» WHAT YOU HAVE TO DO
Reproduce all of the data below, substituting "Mark each occurrence" for every "Place a dot on every instance" and leaving everything else unchanged.

» DATA EXTRACT
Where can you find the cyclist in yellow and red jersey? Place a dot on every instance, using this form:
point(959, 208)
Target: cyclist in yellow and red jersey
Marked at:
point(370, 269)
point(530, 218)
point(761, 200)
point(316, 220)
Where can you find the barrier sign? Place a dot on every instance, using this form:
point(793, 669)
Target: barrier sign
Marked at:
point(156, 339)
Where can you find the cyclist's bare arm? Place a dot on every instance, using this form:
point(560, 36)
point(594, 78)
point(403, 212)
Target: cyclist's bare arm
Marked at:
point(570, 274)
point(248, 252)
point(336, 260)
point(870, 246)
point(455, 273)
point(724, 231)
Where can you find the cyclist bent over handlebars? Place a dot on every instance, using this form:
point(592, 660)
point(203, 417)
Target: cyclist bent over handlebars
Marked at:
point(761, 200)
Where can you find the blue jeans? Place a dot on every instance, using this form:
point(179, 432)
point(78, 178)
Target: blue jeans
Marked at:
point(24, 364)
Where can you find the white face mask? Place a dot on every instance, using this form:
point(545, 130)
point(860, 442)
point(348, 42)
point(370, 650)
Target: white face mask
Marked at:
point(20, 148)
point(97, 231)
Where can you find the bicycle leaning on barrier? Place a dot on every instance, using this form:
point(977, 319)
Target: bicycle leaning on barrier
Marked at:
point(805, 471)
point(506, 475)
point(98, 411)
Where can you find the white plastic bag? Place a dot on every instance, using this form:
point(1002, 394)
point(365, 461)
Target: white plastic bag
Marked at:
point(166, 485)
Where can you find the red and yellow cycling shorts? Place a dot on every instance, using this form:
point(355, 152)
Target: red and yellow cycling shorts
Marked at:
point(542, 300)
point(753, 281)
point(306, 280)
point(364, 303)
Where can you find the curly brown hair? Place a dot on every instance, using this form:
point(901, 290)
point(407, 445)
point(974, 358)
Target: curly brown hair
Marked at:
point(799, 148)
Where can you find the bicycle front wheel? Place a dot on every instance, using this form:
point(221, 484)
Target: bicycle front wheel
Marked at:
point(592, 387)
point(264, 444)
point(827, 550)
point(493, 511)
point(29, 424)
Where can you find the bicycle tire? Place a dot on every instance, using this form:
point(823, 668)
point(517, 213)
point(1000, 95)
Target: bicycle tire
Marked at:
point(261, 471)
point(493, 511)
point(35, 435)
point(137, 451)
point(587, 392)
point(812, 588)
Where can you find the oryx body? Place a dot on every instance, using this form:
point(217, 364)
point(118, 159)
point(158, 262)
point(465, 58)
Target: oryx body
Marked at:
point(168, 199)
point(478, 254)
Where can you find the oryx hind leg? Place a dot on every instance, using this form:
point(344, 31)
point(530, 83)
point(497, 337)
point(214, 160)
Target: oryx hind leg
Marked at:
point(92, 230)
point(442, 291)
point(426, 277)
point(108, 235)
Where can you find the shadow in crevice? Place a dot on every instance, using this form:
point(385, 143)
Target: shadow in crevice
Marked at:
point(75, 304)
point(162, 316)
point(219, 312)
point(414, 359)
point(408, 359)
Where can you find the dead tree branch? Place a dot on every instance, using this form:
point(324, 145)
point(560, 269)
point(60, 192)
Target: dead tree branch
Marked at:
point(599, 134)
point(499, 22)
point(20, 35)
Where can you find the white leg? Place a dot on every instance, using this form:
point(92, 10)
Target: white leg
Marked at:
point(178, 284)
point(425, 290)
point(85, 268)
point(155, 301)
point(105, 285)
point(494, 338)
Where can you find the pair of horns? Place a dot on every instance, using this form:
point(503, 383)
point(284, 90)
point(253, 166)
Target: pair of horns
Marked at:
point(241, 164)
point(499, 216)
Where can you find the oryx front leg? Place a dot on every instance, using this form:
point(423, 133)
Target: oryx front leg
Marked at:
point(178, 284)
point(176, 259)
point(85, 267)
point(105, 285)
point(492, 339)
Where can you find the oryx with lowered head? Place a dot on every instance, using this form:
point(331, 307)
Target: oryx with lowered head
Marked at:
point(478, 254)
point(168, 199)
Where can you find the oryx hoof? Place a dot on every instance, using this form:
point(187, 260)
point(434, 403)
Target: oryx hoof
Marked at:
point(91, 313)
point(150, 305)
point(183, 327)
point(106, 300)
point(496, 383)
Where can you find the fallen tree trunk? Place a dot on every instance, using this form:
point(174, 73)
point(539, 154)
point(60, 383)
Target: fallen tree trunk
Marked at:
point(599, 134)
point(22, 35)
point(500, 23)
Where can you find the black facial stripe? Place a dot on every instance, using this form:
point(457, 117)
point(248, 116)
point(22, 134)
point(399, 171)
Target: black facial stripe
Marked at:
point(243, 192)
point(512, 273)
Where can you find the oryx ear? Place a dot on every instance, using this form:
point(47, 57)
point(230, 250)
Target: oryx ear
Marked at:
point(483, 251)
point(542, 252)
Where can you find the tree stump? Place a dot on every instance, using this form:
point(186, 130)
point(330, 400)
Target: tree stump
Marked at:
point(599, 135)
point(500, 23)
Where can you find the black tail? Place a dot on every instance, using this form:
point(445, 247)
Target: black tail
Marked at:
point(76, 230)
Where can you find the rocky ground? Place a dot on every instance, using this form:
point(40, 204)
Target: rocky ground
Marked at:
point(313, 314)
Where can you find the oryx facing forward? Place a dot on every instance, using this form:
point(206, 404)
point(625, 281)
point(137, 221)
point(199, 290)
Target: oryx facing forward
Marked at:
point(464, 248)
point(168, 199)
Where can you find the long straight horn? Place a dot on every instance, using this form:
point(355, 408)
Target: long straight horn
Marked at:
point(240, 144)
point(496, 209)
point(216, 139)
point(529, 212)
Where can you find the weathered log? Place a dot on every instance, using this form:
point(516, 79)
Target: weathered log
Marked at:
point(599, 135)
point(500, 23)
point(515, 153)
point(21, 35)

» WRITTEN REPLY
Where can you find the cyclist in yellow and red jersey? Mark each occurrence, using this form:
point(959, 208)
Target: cyclist in yellow and red jersey
Marked at:
point(370, 269)
point(530, 218)
point(761, 200)
point(316, 220)
Where can you find the barrier sign? Mark each occurrence, using this form:
point(793, 669)
Target: barrier sign
Marked at:
point(156, 339)
Where can you find the cyclist's bare arm? Mark each occurrence, using this form:
point(560, 36)
point(594, 78)
point(403, 212)
Target: cyclist's bare arm
Marked at:
point(570, 274)
point(248, 252)
point(336, 260)
point(870, 246)
point(455, 273)
point(724, 231)
Where can you find the cyclist bent over handlebars? Mark each occurrence, using this form:
point(592, 660)
point(203, 417)
Target: cyclist bent over handlebars
Marked at:
point(761, 200)
Where can you find the blue jeans? Mark each occurrence, using this form:
point(179, 432)
point(78, 178)
Target: blue jeans
Marked at:
point(24, 364)
Where can you find the white face mask? Mark each occurrence, using this form:
point(545, 130)
point(860, 442)
point(348, 42)
point(370, 650)
Target: white face mask
Marked at:
point(20, 148)
point(97, 231)
Where can you find the bicycle leaning on barrier? Mark each occurrence, using this form:
point(977, 319)
Target: bicycle leaning on barrier
Marked at:
point(805, 471)
point(506, 475)
point(98, 411)
Where can you find the white plastic bag? Mark each occurrence, using this form:
point(1002, 394)
point(365, 461)
Target: white plastic bag
Marked at:
point(166, 485)
Where can you find the red and yellow cycling shorts? Mark each occurrence, using this form:
point(355, 152)
Target: red and yellow cycling shorts
Marked at:
point(542, 300)
point(753, 281)
point(306, 280)
point(364, 303)
Where can you find the curly brown hair? Mark each occurrence, using this form:
point(901, 290)
point(407, 445)
point(974, 358)
Target: curly brown hair
Marked at:
point(799, 148)
Where can you find the bicycle front wheel? Mark each occurrence, using this form:
point(221, 484)
Target: bicycle front wheel
Marked at:
point(592, 387)
point(264, 444)
point(827, 550)
point(493, 511)
point(29, 424)
Where can you find the bicycle tire? Mark each occurrence, using this form:
point(823, 668)
point(517, 213)
point(1000, 95)
Target: bicycle tire
Marked at:
point(261, 471)
point(493, 511)
point(35, 435)
point(137, 451)
point(587, 392)
point(812, 588)
Where can you find the oryx body? Mark each occurrence, using this form:
point(217, 364)
point(118, 159)
point(158, 262)
point(465, 58)
Target: oryx body
Marked at:
point(168, 199)
point(478, 254)
Where can you find the oryx hind leg? Mark each occurrence, using this form:
point(344, 31)
point(530, 83)
point(497, 337)
point(214, 160)
Target: oryx hind leg
Marked at:
point(92, 230)
point(442, 291)
point(426, 277)
point(108, 235)
Where can you find the shadow in crevice? Mark each occurrence, using this form:
point(385, 143)
Target: shadow in crevice
Marked at:
point(75, 304)
point(162, 316)
point(219, 312)
point(414, 359)
point(408, 359)
Where can you find the dead tree branch? Mark each occurrence, using this form:
point(324, 145)
point(560, 269)
point(60, 192)
Target: dead tree branch
Marked at:
point(599, 134)
point(499, 22)
point(20, 35)
Where can you find the white leg? Mark each occurrence, using this form:
point(92, 10)
Target: white leg
Marked at:
point(178, 284)
point(425, 290)
point(85, 268)
point(155, 301)
point(105, 285)
point(494, 338)
Where can you find the pair of horns? Mark each occurrence, using this form:
point(503, 383)
point(284, 90)
point(253, 166)
Target: pair of horns
Marked at:
point(241, 164)
point(499, 216)
Where can you find the oryx front leg? Mark each occurrence, using this form:
point(423, 133)
Target: oryx front leg
Marked at:
point(178, 284)
point(176, 259)
point(85, 267)
point(105, 285)
point(492, 339)
Where can you find the oryx with lowered head? Mark each occurrence, using this form:
point(331, 307)
Target: oryx with lowered head
Marked at:
point(478, 254)
point(168, 199)
Where can you find the oryx hoof? Mark each occurrence, using this form:
point(187, 260)
point(434, 403)
Target: oryx hoof
Marked at:
point(91, 313)
point(150, 305)
point(183, 327)
point(106, 300)
point(496, 383)
Where can you find the fallen tree trunk? Mark each occurrence, using this form:
point(174, 73)
point(539, 154)
point(60, 383)
Target: fallen tree trunk
Marked at:
point(599, 134)
point(22, 35)
point(500, 23)
Where can you find the black facial stripe? Mark each occurrence, using this form:
point(457, 117)
point(248, 116)
point(22, 134)
point(399, 171)
Target: black facial stripe
Marked at:
point(243, 192)
point(512, 273)
Where can you find the oryx ear? Mark each occurrence, using this form:
point(47, 57)
point(230, 250)
Target: oryx ear
Marked at:
point(483, 251)
point(542, 252)
Where can you find the tree stump? Mark each occurrence, using this form:
point(186, 130)
point(330, 400)
Target: tree stump
Marked at:
point(599, 135)
point(500, 23)
Where can you find the black tail? Mark each occurrence, using this form:
point(445, 247)
Target: black tail
Marked at:
point(76, 230)
Where can you find the rocky ground? Mark each occurrence, using this form:
point(40, 204)
Target: rocky ground
Marked at:
point(313, 314)
Where can you find the oryx facing forward? Mark each occurrence, using this form:
point(206, 404)
point(625, 281)
point(137, 221)
point(199, 290)
Target: oryx facing forward
Marked at:
point(464, 248)
point(168, 199)
Where can you find the long straight horn? Mark each occurrence, using this form:
point(355, 408)
Target: long straight horn
Marked at:
point(240, 144)
point(496, 209)
point(216, 139)
point(529, 212)
Where can you find the weathered log? Mark each occurrence, using this form:
point(516, 79)
Target: weathered log
Marked at:
point(599, 135)
point(500, 23)
point(515, 153)
point(21, 35)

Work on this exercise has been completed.